Data for this exercise →
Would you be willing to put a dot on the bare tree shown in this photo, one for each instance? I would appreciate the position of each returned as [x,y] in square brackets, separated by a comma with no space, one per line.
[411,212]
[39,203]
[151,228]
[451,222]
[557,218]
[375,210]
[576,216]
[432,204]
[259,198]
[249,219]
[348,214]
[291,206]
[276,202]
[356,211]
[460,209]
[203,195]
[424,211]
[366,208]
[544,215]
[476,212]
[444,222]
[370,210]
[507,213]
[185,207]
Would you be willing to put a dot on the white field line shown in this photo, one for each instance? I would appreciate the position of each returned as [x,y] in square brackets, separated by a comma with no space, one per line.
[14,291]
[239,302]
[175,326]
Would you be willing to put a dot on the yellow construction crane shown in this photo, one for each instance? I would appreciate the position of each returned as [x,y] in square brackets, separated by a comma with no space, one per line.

How to complete this task → Exactly reproduce all of the entries above.

Answer to this task →
Would you be willing to put a dot on the bare tree shown in this photo, one for each instance? I would appreciate the position of each returned as [x,y] in square brackets, separated by a comma with no space, one per line.
[411,212]
[39,203]
[151,228]
[451,222]
[557,218]
[375,210]
[576,216]
[432,204]
[259,198]
[249,219]
[348,214]
[291,206]
[276,202]
[356,211]
[460,209]
[203,195]
[424,211]
[366,208]
[544,215]
[476,212]
[444,222]
[370,210]
[507,213]
[185,207]
Would you be willing to put a dot on the white field line shown in this photo, one for each instance? I would appreciate the position of each returned as [x,y] in square brackets, separated by a comma with no space, one per line.
[14,291]
[239,302]
[175,326]
Would you be willing to put a dot on the yellow construction crane shown in this photo, one for each instance? I would appreciate the position of each returned as [x,y] in square brackets, separated by a comma with no space, one per line.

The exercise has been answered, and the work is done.